# THE REQUEST:
Rescale the lines starting at the one containing "Bet you can't find chalkboard" and ending at the one containing "[46,244,71,259]", and write only those lines out again with the requests included. Multiply every box coordinate in the answers by 1.9 and round each to a whole number, with halves rounded up.
+++ INFORMATION GIVEN +++
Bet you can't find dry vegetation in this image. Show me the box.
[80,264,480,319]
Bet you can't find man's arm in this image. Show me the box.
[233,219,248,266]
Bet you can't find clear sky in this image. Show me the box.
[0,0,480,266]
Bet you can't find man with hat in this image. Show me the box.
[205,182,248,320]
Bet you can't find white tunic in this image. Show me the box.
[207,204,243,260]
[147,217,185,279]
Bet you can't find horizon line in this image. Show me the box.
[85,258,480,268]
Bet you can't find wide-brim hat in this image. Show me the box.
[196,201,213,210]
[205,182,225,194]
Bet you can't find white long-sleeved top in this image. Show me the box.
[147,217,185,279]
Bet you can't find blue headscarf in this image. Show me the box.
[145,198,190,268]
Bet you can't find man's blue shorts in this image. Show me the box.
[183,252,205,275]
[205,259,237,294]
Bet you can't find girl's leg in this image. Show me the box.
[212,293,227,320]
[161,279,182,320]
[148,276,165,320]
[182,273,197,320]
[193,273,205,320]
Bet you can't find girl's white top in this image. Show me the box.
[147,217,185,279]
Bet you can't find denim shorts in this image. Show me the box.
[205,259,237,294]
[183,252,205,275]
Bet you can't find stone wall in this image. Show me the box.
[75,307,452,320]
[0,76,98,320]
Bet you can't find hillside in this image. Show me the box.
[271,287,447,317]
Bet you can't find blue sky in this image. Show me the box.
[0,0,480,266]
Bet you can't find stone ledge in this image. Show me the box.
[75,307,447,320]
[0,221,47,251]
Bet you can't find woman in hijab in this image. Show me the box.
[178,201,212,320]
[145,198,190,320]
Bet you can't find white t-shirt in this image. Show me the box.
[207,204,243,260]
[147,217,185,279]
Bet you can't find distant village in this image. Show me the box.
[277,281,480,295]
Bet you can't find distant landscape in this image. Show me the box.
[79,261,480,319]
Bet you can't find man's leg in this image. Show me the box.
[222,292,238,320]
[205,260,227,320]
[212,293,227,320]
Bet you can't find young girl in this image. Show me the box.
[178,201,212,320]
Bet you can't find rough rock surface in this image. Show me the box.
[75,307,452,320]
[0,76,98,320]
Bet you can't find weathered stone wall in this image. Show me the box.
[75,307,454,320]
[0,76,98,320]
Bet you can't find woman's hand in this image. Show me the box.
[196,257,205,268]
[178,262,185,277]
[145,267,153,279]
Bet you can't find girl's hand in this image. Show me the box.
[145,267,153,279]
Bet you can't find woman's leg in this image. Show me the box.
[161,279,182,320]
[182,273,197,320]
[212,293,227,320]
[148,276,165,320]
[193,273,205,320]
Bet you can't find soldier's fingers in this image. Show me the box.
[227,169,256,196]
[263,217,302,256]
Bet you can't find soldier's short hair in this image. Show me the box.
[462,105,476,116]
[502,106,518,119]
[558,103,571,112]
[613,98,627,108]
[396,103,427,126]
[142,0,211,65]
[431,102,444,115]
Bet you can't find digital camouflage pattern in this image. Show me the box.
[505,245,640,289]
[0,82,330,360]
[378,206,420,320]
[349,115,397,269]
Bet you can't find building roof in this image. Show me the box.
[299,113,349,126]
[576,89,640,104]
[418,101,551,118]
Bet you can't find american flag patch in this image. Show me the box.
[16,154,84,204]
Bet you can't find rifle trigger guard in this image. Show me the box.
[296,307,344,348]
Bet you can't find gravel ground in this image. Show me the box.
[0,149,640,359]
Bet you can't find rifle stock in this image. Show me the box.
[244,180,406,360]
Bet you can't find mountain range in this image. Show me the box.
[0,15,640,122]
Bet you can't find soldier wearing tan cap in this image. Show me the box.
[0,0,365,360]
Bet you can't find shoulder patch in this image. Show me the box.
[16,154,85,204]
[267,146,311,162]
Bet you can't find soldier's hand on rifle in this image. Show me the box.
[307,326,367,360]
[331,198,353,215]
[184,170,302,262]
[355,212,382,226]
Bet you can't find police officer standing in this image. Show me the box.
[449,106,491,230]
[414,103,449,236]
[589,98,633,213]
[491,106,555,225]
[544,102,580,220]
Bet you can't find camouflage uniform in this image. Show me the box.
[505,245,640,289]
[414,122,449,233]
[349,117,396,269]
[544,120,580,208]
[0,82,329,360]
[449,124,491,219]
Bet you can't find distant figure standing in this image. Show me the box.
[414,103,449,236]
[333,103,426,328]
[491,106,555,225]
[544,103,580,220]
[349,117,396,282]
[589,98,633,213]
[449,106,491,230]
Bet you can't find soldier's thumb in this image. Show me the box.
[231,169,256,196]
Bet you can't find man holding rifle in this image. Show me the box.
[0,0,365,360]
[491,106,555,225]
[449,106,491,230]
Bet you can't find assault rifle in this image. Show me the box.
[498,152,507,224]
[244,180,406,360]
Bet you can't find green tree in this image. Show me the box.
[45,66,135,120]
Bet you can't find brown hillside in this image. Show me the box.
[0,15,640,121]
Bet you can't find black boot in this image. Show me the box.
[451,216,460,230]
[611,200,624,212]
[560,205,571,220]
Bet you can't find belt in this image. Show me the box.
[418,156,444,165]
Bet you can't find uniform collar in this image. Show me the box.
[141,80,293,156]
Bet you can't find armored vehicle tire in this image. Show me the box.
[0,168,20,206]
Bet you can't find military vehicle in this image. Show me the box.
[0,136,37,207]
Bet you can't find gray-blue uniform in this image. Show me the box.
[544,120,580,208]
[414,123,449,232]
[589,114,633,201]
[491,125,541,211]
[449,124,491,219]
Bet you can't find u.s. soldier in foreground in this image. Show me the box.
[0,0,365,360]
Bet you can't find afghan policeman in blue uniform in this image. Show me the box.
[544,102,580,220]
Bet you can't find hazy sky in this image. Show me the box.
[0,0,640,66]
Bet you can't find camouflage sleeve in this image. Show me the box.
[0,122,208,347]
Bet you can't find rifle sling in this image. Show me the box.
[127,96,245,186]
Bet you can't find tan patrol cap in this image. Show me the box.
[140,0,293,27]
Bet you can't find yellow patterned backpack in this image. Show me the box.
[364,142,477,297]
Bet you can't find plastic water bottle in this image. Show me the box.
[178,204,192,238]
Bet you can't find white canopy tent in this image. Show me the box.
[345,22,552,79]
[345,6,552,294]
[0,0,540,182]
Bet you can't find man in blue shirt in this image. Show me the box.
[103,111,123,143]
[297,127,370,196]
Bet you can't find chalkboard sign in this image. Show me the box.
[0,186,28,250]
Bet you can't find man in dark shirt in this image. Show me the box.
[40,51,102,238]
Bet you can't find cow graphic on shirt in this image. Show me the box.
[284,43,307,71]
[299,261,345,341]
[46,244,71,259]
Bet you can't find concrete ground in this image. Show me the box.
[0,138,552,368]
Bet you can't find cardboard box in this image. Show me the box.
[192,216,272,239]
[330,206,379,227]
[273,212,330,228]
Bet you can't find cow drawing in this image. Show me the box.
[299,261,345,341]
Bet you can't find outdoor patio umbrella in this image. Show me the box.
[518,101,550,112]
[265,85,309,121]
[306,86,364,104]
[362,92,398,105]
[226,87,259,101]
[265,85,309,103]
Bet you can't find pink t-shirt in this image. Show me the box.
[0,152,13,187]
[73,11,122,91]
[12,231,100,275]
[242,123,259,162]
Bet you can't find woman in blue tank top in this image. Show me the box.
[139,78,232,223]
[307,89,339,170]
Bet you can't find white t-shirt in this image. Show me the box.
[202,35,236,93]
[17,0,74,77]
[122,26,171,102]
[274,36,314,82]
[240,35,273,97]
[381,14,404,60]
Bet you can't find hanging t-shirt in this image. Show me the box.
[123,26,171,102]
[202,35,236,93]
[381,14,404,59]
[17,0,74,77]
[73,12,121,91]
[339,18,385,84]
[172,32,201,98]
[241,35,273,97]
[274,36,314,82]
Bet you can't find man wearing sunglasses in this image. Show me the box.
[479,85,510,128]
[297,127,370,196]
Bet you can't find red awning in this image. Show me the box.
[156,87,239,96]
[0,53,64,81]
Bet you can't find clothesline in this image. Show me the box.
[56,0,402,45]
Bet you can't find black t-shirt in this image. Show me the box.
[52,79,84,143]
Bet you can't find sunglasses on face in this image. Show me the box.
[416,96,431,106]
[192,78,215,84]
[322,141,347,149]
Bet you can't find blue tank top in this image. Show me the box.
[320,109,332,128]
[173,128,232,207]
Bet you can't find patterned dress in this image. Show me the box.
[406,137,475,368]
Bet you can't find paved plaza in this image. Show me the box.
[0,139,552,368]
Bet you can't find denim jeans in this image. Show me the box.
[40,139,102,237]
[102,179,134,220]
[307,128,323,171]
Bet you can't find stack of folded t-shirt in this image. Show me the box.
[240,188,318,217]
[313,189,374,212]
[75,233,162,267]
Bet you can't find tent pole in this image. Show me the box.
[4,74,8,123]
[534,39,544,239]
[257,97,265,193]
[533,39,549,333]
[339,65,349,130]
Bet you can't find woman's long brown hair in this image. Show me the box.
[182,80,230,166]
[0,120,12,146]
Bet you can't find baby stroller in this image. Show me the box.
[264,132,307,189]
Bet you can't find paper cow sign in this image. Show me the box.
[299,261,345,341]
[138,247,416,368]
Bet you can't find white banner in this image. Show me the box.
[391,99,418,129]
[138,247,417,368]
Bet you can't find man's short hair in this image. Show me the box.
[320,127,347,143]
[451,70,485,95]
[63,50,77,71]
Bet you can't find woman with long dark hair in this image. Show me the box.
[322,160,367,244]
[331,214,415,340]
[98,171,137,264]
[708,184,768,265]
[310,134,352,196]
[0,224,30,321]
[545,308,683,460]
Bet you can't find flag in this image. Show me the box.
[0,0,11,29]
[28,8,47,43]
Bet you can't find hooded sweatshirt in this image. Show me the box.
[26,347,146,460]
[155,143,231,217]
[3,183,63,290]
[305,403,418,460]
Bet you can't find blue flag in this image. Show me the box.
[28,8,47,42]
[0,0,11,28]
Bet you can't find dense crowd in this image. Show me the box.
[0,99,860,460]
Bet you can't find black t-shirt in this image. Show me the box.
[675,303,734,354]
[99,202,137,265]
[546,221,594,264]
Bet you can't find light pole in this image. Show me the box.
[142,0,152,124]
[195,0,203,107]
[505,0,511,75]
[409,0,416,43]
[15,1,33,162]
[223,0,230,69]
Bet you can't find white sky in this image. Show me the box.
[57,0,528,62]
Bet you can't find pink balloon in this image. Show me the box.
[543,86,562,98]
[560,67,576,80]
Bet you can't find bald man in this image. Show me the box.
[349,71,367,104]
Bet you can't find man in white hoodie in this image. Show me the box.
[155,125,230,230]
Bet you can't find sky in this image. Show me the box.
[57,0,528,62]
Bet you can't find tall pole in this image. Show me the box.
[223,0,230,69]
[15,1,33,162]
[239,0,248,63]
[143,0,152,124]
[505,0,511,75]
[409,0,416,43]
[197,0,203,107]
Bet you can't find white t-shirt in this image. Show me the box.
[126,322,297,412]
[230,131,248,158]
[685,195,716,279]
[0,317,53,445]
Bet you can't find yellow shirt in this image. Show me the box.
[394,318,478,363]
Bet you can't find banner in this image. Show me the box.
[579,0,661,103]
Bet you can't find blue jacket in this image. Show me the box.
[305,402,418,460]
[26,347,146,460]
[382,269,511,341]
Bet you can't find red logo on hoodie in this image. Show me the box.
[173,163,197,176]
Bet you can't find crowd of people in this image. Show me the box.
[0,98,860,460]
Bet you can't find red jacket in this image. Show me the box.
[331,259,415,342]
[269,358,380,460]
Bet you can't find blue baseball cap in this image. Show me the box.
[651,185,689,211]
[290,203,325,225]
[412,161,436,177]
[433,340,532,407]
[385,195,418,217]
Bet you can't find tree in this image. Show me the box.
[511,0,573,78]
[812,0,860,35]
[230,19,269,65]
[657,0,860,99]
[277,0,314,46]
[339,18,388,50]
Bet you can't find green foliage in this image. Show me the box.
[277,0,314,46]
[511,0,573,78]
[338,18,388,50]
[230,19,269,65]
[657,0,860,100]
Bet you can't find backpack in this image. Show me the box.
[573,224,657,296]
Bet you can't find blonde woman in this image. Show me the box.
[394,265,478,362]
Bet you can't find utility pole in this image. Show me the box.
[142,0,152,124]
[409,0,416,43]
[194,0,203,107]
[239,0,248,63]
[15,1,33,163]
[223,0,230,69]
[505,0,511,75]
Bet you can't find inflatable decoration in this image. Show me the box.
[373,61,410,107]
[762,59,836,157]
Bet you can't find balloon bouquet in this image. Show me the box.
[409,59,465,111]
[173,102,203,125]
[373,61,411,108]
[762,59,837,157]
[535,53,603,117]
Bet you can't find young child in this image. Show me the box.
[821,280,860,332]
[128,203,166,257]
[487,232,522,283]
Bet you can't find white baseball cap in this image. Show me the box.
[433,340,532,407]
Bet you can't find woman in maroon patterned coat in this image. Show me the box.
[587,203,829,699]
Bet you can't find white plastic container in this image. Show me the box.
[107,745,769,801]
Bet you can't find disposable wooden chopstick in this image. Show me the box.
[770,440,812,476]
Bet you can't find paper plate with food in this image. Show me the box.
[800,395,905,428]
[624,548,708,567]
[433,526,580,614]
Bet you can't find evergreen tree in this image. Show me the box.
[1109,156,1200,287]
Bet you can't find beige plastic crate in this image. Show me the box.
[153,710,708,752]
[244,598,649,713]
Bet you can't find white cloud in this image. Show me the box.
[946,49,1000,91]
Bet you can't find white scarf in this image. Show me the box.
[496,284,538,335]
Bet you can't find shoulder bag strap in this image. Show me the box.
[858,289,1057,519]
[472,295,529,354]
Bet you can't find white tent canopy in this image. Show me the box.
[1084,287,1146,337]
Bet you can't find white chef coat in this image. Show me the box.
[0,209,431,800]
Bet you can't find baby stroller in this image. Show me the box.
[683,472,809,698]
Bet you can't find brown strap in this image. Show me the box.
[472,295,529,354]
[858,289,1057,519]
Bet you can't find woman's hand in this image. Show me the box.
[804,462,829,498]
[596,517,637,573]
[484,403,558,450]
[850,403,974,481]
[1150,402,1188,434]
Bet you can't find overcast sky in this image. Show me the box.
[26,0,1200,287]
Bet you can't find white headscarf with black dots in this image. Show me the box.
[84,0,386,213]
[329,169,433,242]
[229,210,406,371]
+++
# EXERCISE RESULT:
Bet you can't find chalkboard sign in this image. Show me the box.
[0,353,53,475]
Bet you can't find man in dark shirt in this image. Show me the box.
[76,97,194,452]
Bet you can't find cow graphic on shirt in this image. Show me the box.
[540,82,583,135]
[568,496,656,648]
[87,464,135,492]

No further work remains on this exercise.